#### EXCERPT TO READ:
◆ ◆ ◆

Ex-FTX exec's girlfriend accused of using his money to illegally fuel her political career
DOJ prosecutors brought charges against Michelle Bond, a failed Republican congressional candidate.
They allege she illegally used money from her boyfriend, Ryan Salame, to fuel her campaign.
Salame gave Bond money through an allegedly fake consulting gig with FTX, where he was an executive.
Federal prosecutors in Manhattan have brought criminal charges against Michelle Bond, a cryptocurrency advocate who unsuccessfully ran for Congress in 2022.
According to an indictment unsealed Thursday, Bond had a fake consulting agreement with FTX, the notorious cryptocurrency exchange run by Sam Bankman-Fried.
Her boyfriend, Ryan Salame, was an executive at one of FTX's affiliate companies in the Bahamas.
The $400,000 she received — along with gobs of more stolen money from FTX — fueled her congressional campaign, prosecutors say.
Bond then lied about the money in forms submitted to the House Ethics Committee, as well as the Federal Elections Commission, the indictment alleges. She told board members at her job at a trade group seeking to influence crypto policy in Congress that she never actually consulted for FTX, according to the indictment.

◆ ◆ ◆

#### RECORDS SHOWN:
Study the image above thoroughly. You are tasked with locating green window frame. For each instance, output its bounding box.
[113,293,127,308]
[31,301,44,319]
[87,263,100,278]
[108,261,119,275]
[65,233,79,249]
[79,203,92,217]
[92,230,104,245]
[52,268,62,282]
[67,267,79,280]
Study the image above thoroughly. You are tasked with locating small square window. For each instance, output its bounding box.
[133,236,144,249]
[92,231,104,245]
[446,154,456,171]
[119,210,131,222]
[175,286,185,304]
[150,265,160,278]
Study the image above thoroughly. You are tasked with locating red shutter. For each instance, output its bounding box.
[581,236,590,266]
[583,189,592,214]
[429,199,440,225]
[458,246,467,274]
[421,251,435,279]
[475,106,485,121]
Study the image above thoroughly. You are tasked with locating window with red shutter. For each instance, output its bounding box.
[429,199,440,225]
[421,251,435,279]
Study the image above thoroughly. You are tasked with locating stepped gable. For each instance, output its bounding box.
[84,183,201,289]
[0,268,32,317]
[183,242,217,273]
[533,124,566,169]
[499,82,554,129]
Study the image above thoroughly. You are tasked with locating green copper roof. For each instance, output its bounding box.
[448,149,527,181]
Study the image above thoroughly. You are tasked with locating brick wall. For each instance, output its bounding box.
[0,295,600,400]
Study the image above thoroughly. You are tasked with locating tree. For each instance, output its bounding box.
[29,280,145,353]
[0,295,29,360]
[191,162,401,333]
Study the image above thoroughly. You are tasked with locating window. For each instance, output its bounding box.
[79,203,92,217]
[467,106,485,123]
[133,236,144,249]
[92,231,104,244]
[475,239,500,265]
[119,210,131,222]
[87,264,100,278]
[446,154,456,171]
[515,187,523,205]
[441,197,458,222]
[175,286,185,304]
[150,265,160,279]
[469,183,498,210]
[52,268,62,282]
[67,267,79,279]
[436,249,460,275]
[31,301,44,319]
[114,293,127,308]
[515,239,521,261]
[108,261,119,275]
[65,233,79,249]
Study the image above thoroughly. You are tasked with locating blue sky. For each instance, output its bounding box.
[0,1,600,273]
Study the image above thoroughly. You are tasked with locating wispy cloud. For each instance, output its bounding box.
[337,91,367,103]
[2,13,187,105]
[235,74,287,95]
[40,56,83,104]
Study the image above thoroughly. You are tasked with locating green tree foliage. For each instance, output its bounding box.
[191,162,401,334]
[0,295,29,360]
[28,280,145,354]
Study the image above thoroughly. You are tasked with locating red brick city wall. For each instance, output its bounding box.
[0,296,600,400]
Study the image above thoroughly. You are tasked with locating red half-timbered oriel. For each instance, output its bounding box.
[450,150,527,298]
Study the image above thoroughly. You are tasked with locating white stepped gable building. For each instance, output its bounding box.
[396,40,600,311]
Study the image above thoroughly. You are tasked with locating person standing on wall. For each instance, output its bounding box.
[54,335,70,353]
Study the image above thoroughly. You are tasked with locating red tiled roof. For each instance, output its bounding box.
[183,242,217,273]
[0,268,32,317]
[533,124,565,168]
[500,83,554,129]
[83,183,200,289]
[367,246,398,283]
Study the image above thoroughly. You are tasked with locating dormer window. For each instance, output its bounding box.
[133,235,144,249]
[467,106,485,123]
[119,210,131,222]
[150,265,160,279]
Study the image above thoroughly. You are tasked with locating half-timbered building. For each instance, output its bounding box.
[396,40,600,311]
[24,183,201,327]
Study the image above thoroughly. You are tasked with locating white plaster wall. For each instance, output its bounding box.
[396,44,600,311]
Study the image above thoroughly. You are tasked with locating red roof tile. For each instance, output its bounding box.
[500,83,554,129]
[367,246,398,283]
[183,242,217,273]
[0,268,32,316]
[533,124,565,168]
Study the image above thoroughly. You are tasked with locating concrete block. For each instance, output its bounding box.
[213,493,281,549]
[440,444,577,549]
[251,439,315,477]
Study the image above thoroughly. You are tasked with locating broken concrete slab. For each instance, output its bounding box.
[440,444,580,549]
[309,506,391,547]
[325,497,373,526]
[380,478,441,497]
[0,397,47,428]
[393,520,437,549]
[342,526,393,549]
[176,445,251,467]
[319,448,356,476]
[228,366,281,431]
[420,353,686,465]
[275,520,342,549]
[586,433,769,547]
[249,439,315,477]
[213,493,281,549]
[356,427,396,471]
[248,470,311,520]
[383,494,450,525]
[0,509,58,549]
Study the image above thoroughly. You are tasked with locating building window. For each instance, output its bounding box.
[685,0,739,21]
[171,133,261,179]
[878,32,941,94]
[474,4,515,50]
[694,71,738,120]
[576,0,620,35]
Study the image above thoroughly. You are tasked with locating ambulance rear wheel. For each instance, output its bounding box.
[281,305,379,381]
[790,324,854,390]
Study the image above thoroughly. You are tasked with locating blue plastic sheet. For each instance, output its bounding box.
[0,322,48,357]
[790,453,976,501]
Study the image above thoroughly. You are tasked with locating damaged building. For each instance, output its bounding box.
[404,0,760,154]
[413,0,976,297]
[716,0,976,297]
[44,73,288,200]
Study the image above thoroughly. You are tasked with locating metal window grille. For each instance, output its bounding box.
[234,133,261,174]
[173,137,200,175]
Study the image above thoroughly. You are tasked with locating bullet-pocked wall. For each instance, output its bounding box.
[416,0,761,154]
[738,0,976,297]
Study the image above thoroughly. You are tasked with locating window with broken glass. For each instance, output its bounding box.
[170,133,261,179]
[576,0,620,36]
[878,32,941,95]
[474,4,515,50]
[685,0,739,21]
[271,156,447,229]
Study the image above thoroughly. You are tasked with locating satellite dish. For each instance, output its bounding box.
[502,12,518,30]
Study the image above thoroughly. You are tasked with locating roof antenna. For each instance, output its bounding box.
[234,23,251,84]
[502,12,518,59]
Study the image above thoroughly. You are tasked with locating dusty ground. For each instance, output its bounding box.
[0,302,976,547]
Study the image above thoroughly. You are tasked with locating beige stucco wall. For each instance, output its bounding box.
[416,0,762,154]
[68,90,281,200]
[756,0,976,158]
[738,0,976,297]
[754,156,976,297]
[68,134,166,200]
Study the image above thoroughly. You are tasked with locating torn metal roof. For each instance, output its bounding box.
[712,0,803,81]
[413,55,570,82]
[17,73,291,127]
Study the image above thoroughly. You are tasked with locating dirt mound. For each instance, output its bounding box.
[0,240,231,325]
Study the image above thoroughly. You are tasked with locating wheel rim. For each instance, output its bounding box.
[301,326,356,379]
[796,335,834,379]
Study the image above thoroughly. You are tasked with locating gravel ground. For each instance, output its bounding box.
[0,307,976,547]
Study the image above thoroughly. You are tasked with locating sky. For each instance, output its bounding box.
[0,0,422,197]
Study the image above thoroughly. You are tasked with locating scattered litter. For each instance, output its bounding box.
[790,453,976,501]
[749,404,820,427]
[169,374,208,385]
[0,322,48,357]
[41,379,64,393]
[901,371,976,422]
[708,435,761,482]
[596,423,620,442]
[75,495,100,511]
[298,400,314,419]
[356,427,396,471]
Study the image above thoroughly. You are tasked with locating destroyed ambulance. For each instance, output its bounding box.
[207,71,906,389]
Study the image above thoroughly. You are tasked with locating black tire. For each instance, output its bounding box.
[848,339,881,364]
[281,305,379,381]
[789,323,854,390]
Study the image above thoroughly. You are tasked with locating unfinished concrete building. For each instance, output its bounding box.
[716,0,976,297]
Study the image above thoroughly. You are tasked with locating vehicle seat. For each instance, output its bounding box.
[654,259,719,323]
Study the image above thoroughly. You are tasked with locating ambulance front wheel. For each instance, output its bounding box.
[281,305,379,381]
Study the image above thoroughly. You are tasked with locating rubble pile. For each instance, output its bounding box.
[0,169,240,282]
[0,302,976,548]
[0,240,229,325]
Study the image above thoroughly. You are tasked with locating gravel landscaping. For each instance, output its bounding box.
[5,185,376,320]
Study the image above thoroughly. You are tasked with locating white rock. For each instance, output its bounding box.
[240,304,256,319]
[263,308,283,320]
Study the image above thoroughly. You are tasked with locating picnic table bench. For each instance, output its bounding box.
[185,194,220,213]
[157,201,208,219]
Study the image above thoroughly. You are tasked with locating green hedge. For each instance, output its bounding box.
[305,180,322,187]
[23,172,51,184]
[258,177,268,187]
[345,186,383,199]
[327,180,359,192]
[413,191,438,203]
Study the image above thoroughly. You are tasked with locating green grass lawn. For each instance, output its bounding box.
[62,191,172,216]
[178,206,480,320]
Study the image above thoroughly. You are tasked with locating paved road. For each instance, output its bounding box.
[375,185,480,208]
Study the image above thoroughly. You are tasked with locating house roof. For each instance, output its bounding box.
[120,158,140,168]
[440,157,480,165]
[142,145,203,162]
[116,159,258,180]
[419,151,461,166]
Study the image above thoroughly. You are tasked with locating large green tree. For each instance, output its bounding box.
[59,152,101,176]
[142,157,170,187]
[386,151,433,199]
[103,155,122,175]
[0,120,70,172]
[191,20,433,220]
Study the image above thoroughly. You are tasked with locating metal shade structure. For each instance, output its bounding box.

◆ ◆ ◆

#### BRIEF:
Can you repeat the part of the article about Michelle Bond that opens with the words containing "Federal prosecutors in" and closes with "in the Bahamas.", swapping "boyfriend" for "partner"?

#### OUTPUT OF THE EXERCISE:
Federal prosecutors in Manhattan have brought criminal charges against Michelle Bond, a cryptocurrency advocate who unsuccessfully ran for Congress in 2022.
According to an indictment unsealed Thursday, Bond had a fake consulting agreement with FTX, the notorious cryptocurrency exchange run by Sam Bankman-Fried.
Her partner, Ryan Salame, was an executive at one of FTX's affiliate companies in the Bahamas.